• WORK INSTRUCTION:
From the first record below to the last, retype each one exactly.

(Stored items)

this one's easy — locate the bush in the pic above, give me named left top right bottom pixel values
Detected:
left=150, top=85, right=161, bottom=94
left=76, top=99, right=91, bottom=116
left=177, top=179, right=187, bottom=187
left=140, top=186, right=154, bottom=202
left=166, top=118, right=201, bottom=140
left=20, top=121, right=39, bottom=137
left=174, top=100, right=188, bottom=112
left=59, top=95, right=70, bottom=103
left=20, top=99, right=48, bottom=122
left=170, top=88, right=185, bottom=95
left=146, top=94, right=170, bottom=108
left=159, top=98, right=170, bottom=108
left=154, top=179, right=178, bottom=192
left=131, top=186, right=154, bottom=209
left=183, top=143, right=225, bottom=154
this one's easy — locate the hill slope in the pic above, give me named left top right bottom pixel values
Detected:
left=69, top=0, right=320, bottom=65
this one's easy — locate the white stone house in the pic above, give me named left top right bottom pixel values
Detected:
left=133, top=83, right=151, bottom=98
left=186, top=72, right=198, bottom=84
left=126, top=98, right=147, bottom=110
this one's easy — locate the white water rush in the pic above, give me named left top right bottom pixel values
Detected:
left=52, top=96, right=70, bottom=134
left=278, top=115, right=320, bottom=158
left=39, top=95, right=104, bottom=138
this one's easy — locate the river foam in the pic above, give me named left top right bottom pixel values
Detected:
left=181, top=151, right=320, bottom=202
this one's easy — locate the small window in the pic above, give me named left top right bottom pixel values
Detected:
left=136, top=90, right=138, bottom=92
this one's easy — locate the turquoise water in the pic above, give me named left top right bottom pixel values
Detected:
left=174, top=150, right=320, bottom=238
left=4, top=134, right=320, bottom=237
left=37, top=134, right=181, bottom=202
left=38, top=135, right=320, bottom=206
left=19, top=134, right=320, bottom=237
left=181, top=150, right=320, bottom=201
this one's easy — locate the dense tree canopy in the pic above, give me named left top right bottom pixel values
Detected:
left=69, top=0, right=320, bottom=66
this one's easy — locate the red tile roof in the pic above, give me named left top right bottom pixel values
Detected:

• FINISHED EXERCISE:
this one's easy — locate the bush in the pic above, give me named left top right bottom pixel values
Detected:
left=150, top=85, right=161, bottom=94
left=76, top=99, right=91, bottom=116
left=177, top=179, right=187, bottom=187
left=140, top=186, right=154, bottom=202
left=166, top=118, right=201, bottom=140
left=20, top=121, right=39, bottom=137
left=174, top=100, right=188, bottom=112
left=59, top=95, right=70, bottom=103
left=20, top=99, right=48, bottom=122
left=170, top=88, right=185, bottom=95
left=146, top=94, right=170, bottom=108
left=159, top=98, right=170, bottom=108
left=154, top=179, right=178, bottom=192
left=131, top=186, right=154, bottom=209
left=183, top=143, right=225, bottom=154
this one's easy — locate the hill slope in the pic above, give me named left top right bottom pixel values
Detected:
left=69, top=0, right=320, bottom=65
this one's easy — locate the white stone house in the pic above, give me named left top right bottom pixel values
Detected:
left=133, top=83, right=151, bottom=98
left=186, top=72, right=198, bottom=84
left=126, top=98, right=147, bottom=110
this one's easy — locate the white water rush in the pic above, give me named left top right bottom pixel values
Detected:
left=52, top=96, right=70, bottom=134
left=278, top=115, right=320, bottom=158
left=39, top=95, right=104, bottom=138
this one's easy — locate the river foam in the pic above, give me named left top right bottom pixel values
Detected:
left=181, top=151, right=320, bottom=202
this one's easy — locate the small window in the pic above, give me named left top right bottom pixel values
Detected:
left=136, top=90, right=138, bottom=92
this one's easy — locate the turquoise water in the pic above, give me named left top right bottom pixel values
Detected:
left=174, top=150, right=320, bottom=238
left=4, top=134, right=320, bottom=237
left=37, top=134, right=181, bottom=202
left=38, top=135, right=320, bottom=206
left=19, top=134, right=320, bottom=237
left=181, top=150, right=320, bottom=201
this one's easy — locate the dense tree canopy in the pic above, give me named left top right bottom pixel values
Detected:
left=69, top=0, right=320, bottom=66
this one's easy — locate the red tile roof in the pic above, give me named left top right bottom pixel values
Detected:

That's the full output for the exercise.